Give back every line of the data, word for word.

---------------

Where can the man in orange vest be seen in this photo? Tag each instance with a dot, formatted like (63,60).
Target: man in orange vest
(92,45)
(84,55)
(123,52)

---------------

◆ **PROBLEM SOLUTION**:
Where can the man in orange vest be seen in this photo? Tag each instance with a dot, formatted like (63,60).
Target: man in orange vest
(92,45)
(84,55)
(123,52)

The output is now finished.